Osmanlı gibi büyük düşünülmesini öneriyorum. Bana kalırsa, Bodrum'a, Bodrum Türkbükü'ne gönderilmesini öneriyorum. Cevdet Paşa olsa, öyle yapardı diyelim.
- MHP ve CHP ikna edilebilir mi af konusunda?
Türkiye'de demokratik açılım öncesi ve sonrasında özellikle batı illerinde oya dönüşmeye müsait bir anti-Kürt dalga var. MHP de, CHP de bu oyların peşinde. Toplumdaki bu dalga tersine döner ve açılımdan yana bir hava oluşursa, MHP'nin de direnç göstermesini beklemekten vazgeçeriz. MHP'nin de CHP'nin de tavrı, toplumdan gelen tepkilere göre oluşuyor.
'Bu Kalp Seni Unuturmu'ya senaryo yazıyor
Gazi Üniversitesi'ndeki görevinden emekli olup, İstanbul'da kendisini oğlu Oğuzhan'ı (7) büyütmeye adadığını anlatan Prof. Dr. Türköne, İstanbul Üniversitesi Uluslararası İlişkiler Bölümü'nde Türk Modernleşmesi dersi veriyor. İstanbul'daki yeni hayatında Tomris Giritlioğlu'nun cesaretlendirmesi ile senaryo yazmaya başlayan Türköne, 'Hatırla Sevgili'nin ardından, yeni vizyona giren 'Bu Kalp Seni Unutur mu?' ve 'Kasaba' dizileri için yoğun senaryo çalışması içerisinde olduğunu anlatıyor. Ülkücü geçmişi nedeniyle dizilerdeki sağ karakterlere hayat veren Türköne, bu hikayelerin bir kısmında tanıklık ettiği olaylardan yola çıkıyor.

++++++++++

Yönergeler:
A. Okuma metninde "Osmanlı gibi büyük" sözcüklerini içeren yerle açılıp "mi af konusunda?" ile kapanan bölümü hiçbir değişiklik yapmadan yazın.
B. Okuma metnine göre Türköne, İstanbul Üniversitesi Uluslararası İlişkiler Bölümü'nde hangi dersi veriyor?
C. Türköne'nin senaryo yazarlığını anlatan metni son cümlesinden sonra sürdürün.
Kayıtlar, metinden ayrı bir malzemedir.

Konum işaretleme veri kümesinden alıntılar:
++++++++++

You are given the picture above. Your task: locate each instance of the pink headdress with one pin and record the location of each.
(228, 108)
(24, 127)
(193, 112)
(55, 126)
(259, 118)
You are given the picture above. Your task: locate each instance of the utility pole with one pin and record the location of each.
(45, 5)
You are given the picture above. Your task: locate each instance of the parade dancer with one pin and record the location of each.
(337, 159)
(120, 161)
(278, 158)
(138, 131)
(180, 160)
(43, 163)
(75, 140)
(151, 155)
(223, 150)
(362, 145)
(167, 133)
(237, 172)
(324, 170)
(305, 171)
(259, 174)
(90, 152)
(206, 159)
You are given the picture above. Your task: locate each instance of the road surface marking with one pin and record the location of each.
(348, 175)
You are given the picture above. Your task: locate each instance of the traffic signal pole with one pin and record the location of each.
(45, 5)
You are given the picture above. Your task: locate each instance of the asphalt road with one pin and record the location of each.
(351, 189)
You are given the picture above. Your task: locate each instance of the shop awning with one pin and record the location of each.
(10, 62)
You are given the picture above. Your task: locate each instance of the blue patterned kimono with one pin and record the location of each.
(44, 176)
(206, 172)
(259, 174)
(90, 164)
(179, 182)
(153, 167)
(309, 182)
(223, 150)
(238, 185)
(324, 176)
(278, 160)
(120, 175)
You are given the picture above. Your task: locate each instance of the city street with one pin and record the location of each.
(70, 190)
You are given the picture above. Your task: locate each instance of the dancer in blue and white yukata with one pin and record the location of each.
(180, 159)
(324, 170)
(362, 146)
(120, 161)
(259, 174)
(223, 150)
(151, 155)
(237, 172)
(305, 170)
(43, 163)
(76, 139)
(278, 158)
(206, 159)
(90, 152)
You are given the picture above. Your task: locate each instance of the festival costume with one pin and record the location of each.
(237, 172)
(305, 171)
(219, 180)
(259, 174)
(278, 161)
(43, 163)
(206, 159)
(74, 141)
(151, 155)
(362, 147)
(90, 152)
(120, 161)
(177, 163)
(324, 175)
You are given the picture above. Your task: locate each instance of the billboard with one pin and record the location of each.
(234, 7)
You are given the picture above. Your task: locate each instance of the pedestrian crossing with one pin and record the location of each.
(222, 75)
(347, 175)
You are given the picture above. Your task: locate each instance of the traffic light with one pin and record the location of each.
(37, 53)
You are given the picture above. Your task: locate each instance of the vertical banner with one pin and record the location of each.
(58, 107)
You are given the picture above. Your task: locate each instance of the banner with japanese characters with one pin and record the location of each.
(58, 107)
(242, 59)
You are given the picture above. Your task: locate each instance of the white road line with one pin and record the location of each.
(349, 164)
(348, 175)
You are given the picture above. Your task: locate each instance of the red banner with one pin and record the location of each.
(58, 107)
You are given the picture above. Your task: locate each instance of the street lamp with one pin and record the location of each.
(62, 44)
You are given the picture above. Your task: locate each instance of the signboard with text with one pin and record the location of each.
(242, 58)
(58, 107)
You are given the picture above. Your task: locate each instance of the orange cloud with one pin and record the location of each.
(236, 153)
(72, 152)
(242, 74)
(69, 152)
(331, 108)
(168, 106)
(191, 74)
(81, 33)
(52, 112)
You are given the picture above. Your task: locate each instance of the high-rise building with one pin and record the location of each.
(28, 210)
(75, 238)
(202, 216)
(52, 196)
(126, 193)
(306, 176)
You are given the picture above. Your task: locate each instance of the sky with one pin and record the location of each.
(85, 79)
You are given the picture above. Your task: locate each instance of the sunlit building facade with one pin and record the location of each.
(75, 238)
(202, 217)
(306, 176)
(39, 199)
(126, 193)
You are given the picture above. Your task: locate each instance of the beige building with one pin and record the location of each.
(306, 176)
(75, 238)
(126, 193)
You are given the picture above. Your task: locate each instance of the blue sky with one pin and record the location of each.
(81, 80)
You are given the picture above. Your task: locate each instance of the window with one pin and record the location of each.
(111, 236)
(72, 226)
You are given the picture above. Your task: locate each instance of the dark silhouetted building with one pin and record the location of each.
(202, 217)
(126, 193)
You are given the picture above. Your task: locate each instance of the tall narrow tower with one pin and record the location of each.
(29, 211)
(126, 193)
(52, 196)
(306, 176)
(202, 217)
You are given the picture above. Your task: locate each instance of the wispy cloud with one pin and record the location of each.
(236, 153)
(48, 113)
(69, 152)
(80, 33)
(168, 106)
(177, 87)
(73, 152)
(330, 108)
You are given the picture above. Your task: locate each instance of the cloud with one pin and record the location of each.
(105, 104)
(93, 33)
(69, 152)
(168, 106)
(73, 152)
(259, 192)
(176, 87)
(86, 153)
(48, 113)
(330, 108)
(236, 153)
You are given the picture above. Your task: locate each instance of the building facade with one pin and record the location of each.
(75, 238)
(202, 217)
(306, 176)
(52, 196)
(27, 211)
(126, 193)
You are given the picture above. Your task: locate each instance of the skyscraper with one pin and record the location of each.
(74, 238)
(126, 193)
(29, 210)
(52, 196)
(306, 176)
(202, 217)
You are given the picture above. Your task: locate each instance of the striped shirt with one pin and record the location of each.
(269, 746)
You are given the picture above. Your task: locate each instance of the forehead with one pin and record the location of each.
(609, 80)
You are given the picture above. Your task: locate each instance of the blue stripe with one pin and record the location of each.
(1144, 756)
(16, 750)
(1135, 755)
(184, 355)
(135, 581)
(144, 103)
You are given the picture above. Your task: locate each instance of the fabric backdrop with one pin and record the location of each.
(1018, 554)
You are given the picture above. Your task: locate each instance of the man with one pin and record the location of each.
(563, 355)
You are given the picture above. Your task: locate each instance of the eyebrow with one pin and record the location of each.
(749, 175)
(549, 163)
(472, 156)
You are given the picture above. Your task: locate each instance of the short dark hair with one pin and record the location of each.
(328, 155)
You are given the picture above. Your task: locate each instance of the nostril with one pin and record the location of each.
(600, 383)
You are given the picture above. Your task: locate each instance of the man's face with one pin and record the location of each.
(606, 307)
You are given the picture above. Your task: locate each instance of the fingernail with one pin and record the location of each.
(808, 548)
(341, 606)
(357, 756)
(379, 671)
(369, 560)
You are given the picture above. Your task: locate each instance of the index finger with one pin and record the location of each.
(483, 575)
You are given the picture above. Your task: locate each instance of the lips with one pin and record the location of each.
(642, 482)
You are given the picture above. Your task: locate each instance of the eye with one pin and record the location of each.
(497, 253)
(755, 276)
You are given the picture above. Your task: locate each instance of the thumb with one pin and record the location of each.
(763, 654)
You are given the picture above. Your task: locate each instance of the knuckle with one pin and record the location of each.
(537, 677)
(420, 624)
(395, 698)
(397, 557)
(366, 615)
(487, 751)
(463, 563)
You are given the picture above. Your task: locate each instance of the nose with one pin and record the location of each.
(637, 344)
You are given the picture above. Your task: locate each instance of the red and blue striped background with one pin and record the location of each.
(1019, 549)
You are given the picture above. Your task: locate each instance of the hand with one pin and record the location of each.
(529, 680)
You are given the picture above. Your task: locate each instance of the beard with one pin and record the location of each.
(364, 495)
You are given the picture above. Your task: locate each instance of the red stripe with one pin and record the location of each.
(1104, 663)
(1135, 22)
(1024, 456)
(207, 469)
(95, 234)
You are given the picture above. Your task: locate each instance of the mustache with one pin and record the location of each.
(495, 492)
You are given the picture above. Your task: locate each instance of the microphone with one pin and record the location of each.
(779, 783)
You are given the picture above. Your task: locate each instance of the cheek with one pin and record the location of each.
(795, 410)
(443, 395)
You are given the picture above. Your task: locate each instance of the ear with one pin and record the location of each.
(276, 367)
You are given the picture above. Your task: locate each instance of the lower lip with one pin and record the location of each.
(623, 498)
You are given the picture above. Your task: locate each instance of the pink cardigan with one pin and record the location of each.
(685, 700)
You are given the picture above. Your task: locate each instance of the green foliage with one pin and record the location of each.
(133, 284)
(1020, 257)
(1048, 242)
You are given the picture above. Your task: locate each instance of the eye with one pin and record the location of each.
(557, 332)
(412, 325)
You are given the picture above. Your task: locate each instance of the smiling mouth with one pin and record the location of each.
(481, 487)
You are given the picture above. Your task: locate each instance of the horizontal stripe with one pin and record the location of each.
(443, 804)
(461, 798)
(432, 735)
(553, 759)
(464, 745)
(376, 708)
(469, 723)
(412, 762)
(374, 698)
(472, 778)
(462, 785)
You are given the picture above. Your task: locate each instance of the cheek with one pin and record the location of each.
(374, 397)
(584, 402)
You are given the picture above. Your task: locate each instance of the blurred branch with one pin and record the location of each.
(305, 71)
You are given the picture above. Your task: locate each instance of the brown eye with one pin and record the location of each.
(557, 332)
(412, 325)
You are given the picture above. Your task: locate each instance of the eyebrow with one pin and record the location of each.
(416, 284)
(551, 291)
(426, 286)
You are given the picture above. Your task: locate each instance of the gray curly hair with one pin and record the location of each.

++++++++++

Görev Yanıtları:
A.
Osmanlı gibi büyük düşünülmesini öneriyorum. Bana kalırsa, Bodrum'a, Bodrum Türkbükü'ne gönderilmesini öneriyorum. Cevdet Paşa olsa, öyle yapardı diyelim.
- MHP ve CHP ikna edilebilir mi af konusunda?

B. Türk Modernleşmesi dersini veriyor.

C.
Eşimin konumuna dikkat ediyorum
- Eşinizin AKP İstanbul Milletvekili olması sizi AKP çizgisine yakınlaştırdı mı?
Biliyorsunuz erkekler eşlerinin sözünden çıkamaz (gülüyor). Her sabah hangi konuda yazacağıma dair talimatı eşimden almıyorum ama gündelik hayatta eşimin konumunu dikkate almak zorundayım. Ben bir aydınım. AKP'yi değil, politikaları içinde doğru bulduklarımı destekliyorum. Eşimin siyasette başarılı olmasını isterim ama onun bedelini o ödeyecek, ben değil.
Öcalan iyi bir taktisyen
- Bu tabloda, Öcalan'ın hala bu kadar etkin ve söz sahibi olması sizi rahatsız etmiyor mu?
Öcalan'ın PKK ve Kürt siyasal hareketi üzerinde bu kadar ağırlığını devam ettirmesinin 2 nedeni var. Birincisi, bir ortak payda olarak alternatifi yok. İkincisi, Kürtlerin kafasına yatan akılcı politikalar öneriyor. Şu anda çözümden yana olması gibi. Yoksa, 1999'dan beri cezaevinde bulunan ve 'ben devletin emrindeyim' bile diyen bir liderin bu kadar karizmasının olması imkansız görünüyor. Ben Bunu Öcalan'ın Türkiye, Kürtler ve dünyanın içinde bulunduğu siyasi şartları okuma yeteneğine ve geliştirdiği politikalar bağlıyorum. İyi bir teorisyen ve taktisyen. İyi bir stratejist olduğunu söyleyemem.
- Başbakan Erdoğan her fırsatta 'bedel ödemeye hazırız' diyor. Açılım başarılı da olsa, başarısız da bu bedel ödenecek mi?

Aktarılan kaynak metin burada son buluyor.